**Exercise details**
Quote in full, without any changes, the passage below about a stay haunted by Miss Claire.

**Text provided**
[Start of Attachment]

It’s still twilight when I return, but I decide to turn in early. I switch on the table lamp, get into bed, pull the covers over my head, and hope for the best. I drift off.

Fast forward a few hours. I’m sound asleep – that is, until the locked door once again mysteriously pops open. I sit bolt upright in bed and say loudly, “Hello? Hello?” No answer. I walk to the open door and look out into the still-lit hall. I see nothing.

And then I have a funny thought – an epiphany of sorts. I realize that I don’t really WANT to see anything. I’m tired of this ghost stuff, and I am now more annoyed with than scared of Miss Claire. She reminds me of so many roommates from days past, stumbling in late on a Saturday night, probably a little tipsy, but meaning no harm.

At least she didn’t bring home a guy.


Sunday morning arrives – bright and sunny! My first thought of the day is, “I’m getting the hell out of here.” I skip the shower (no more creepy bathroom for me), quickly pack up, and say good-bye to Miss Claire. This time I speak out loud for I am no longer in denial about her existence.

But before I go, I do review “the binder” which is chock full of experiences similar to mine – and then some. I also learn legend has it Miss Claire was engaged to be married, but was jilted by a sailor who left her at the dock. Her never-used wedding gown was stashed in a trunk found in Room 4.

[End of Attachment]

**Information given**
[Start of Attachment]

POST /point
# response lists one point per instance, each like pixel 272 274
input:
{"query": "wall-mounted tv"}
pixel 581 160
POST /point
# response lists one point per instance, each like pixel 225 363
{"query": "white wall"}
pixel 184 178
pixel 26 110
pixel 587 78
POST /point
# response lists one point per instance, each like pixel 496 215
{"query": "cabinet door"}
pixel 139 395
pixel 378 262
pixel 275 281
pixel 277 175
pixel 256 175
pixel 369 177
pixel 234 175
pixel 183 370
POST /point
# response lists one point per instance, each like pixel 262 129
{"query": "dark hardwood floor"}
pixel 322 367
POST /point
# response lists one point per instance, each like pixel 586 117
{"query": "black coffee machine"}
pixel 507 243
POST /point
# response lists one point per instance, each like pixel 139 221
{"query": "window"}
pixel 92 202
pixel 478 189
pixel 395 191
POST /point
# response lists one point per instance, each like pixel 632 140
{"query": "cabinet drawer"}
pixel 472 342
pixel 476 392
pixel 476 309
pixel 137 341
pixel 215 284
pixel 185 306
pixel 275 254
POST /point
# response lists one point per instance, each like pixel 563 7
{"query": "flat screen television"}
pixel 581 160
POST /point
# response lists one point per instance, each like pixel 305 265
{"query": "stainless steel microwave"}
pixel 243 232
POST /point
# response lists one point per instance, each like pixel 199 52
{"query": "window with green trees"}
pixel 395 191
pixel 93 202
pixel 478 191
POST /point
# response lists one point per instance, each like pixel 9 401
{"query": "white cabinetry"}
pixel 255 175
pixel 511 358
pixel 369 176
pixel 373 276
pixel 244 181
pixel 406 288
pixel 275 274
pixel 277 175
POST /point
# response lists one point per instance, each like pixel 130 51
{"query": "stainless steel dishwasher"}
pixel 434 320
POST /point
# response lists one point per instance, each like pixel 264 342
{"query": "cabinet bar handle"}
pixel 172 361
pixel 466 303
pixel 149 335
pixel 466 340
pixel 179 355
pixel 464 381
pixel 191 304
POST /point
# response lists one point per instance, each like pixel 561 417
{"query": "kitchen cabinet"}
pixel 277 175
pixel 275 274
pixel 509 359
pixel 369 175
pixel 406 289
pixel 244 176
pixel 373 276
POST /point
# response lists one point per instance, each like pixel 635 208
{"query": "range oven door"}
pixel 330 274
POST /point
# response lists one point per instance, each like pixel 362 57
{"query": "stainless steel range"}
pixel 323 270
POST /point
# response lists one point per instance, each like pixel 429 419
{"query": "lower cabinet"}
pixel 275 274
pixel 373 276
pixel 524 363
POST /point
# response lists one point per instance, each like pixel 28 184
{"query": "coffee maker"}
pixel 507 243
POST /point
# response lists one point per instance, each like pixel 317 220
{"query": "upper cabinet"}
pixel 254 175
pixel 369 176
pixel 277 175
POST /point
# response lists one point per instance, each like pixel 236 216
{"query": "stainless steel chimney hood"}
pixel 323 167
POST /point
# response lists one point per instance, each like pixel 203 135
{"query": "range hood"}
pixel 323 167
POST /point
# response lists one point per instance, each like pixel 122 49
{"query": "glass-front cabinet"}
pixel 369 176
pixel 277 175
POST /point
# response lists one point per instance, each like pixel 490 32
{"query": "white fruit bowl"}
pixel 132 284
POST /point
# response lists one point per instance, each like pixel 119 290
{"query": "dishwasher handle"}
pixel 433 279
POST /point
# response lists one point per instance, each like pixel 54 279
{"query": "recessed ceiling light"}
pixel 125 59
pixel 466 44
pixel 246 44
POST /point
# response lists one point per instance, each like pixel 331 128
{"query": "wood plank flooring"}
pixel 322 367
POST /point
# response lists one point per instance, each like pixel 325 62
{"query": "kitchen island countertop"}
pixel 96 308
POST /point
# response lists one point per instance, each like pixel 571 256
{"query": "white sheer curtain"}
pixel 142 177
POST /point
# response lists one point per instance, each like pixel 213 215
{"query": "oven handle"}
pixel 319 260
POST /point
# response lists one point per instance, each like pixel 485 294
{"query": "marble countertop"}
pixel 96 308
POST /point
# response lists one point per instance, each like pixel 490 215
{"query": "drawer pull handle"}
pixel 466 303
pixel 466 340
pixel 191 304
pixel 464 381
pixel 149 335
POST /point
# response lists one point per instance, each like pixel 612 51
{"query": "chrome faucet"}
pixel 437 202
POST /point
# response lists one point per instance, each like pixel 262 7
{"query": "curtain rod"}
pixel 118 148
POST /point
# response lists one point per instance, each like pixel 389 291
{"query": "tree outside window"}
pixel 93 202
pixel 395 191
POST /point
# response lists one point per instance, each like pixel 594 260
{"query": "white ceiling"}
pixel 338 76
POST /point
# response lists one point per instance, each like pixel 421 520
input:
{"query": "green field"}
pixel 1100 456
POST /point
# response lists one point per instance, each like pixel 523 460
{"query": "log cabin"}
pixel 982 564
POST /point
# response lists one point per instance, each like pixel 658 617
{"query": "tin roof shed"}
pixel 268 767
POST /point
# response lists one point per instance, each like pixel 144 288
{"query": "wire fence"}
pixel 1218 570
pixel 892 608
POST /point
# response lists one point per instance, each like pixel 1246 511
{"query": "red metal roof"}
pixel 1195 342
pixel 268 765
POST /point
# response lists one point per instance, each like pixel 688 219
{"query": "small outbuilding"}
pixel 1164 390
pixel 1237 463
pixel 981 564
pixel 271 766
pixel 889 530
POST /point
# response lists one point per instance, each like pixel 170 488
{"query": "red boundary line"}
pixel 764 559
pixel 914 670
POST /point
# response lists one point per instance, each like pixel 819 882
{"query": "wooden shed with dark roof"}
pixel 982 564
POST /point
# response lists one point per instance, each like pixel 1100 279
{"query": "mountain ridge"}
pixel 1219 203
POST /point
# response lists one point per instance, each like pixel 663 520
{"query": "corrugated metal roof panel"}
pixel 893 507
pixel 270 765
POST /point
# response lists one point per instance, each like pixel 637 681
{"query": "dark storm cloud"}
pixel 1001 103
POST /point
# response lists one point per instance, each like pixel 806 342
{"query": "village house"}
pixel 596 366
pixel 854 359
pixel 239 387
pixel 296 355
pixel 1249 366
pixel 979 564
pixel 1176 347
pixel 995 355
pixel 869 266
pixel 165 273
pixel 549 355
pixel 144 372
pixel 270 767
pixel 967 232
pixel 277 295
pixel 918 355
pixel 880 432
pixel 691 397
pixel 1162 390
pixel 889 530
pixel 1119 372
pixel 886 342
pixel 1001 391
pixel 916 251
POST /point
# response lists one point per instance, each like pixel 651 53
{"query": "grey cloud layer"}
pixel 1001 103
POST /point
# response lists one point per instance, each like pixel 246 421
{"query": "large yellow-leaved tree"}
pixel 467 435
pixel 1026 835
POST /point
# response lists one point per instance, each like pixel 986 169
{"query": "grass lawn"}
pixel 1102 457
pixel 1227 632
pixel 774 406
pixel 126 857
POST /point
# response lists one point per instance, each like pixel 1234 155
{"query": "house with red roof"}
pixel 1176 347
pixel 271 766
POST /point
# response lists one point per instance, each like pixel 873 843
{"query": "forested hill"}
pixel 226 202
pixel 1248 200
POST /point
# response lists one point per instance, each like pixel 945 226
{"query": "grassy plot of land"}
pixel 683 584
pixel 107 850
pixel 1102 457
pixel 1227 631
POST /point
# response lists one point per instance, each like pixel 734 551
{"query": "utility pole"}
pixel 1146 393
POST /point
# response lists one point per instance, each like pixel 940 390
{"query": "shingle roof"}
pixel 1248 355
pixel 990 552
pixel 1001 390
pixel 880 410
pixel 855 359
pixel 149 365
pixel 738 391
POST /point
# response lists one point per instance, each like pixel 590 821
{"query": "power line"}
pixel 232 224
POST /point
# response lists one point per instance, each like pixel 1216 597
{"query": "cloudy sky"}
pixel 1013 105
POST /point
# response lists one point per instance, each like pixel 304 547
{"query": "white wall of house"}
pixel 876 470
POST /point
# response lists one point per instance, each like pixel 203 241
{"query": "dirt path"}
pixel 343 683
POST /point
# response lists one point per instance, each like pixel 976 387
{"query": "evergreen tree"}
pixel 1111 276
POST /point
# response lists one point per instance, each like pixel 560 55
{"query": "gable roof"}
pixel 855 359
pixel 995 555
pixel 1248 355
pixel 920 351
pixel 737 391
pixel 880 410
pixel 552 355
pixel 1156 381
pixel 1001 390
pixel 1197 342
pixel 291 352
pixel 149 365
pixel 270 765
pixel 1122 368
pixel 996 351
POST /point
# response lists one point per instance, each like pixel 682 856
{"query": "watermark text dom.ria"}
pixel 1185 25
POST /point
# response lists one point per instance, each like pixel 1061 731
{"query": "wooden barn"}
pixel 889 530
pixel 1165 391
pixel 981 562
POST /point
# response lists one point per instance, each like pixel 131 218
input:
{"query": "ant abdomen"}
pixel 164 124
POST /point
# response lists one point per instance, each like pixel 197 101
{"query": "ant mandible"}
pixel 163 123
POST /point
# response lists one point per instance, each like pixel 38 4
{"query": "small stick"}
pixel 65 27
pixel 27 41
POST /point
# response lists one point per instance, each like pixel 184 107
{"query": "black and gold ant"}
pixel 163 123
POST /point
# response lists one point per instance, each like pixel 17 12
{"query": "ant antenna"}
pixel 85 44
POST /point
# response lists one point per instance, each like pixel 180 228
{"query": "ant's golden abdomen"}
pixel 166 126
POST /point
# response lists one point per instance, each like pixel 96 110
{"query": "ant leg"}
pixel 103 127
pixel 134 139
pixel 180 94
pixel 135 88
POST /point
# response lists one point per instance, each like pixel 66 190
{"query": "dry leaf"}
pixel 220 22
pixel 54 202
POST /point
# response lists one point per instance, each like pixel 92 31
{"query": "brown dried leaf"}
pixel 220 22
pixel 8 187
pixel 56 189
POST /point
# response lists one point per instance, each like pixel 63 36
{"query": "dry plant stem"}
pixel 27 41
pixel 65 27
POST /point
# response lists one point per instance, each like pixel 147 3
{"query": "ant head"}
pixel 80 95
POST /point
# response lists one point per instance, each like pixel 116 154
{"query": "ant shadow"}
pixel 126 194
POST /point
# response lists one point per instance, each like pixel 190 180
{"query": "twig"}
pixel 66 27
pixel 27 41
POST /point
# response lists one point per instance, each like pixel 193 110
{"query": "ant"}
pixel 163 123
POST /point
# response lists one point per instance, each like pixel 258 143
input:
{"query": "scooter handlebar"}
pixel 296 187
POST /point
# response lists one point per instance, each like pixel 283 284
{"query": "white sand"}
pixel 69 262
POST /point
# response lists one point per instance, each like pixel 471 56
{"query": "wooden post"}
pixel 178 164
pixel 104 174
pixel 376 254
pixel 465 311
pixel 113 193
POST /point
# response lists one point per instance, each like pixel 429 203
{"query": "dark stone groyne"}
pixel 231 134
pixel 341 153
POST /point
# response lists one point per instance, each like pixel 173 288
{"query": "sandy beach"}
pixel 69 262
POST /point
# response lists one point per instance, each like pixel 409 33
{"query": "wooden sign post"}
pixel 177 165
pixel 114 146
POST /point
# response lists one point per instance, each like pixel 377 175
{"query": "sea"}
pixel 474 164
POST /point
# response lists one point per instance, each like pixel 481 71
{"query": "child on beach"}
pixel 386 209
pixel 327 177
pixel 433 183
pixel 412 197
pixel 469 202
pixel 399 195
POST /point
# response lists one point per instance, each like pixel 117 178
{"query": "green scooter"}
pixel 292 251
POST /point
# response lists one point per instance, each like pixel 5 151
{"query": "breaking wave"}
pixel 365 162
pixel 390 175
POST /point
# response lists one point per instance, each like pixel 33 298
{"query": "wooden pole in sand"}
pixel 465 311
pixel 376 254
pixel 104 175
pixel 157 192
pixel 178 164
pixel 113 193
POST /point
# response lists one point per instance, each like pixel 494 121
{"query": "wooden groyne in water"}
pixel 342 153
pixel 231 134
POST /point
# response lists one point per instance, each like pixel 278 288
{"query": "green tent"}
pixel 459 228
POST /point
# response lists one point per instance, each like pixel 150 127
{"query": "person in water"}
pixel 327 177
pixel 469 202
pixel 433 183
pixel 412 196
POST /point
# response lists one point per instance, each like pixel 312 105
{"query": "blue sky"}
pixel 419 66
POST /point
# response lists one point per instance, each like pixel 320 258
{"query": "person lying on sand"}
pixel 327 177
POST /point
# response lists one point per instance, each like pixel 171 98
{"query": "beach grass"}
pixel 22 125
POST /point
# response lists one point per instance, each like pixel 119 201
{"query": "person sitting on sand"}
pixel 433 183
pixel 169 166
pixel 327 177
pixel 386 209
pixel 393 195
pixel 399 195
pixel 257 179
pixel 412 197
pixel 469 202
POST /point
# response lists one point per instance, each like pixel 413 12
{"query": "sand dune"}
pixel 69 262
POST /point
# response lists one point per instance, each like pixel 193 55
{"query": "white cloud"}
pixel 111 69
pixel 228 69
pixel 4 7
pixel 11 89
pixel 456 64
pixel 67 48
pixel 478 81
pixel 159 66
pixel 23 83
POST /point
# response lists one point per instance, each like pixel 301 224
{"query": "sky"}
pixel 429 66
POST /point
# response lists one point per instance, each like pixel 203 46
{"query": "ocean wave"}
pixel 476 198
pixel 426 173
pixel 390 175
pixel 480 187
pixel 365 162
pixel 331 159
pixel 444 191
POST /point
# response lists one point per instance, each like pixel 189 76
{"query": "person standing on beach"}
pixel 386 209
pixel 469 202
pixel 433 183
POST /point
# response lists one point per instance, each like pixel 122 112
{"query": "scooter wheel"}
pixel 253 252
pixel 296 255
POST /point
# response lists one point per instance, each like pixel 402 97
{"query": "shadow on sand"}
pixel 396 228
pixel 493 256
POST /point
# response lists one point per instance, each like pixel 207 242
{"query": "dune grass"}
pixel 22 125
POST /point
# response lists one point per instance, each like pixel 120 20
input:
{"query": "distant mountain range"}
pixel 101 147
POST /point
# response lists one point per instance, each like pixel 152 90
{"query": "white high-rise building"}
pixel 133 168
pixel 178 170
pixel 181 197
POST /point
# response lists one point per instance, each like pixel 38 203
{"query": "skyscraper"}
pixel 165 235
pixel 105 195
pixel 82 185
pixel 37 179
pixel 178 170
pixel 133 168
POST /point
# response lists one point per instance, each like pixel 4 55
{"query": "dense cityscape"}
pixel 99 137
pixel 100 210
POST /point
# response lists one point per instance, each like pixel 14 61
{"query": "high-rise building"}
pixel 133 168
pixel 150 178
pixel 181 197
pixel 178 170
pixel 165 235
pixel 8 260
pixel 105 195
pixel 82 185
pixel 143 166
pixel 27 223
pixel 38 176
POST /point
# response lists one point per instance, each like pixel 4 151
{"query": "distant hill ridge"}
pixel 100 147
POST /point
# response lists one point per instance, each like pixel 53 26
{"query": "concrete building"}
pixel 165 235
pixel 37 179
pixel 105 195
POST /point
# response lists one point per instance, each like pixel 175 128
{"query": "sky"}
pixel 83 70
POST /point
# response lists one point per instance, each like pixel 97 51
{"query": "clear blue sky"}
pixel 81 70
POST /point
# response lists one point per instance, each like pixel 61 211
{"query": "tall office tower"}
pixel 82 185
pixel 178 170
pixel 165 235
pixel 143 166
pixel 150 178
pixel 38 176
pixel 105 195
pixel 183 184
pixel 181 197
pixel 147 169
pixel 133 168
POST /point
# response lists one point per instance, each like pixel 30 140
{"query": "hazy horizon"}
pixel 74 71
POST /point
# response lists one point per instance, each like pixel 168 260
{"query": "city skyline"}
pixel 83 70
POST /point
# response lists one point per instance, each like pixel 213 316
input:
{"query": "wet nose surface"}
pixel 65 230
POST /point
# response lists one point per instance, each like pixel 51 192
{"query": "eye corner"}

[End of Attachment]

**Response below**
It’s still twilight when I return, but I decide to turn in early. I switch on the table lamp, get into bed, pull the covers over my head, and hope for the best. I drift off.

Fast forward a few hours. I’m sound asleep – that is, until the locked door once again mysteriously pops open. I sit bolt upright in bed and say loudly, “Hello? Hello?” No answer. I walk to the open door and look out into the still-lit hall. I see nothing.

And then I have a funny thought – an epiphany of sorts. I realize that I don’t really WANT to see anything. I’m tired of this ghost stuff, and I am now more annoyed with than scared of Miss Claire. She reminds me of so many roommates from days past, stumbling in late on a Saturday night, probably a little tipsy, but meaning no harm.

At least she didn’t bring home a guy.


Sunday morning arrives – bright and sunny! My first thought of the day is, “I’m getting the hell out of here.” I skip the shower (no more creepy bathroom for me), quickly pack up, and say good-bye to Miss Claire. This time I speak out loud for I am no longer in denial about her existence.

But before I go, I do review “the binder” which is chock full of experiences similar to mine – and then some. I also learn legend has it Miss Claire was engaged to be married, but was jilted by a sailor who left her at the dock. Her never-used wedding gown was stashed in a trunk found in Room 4.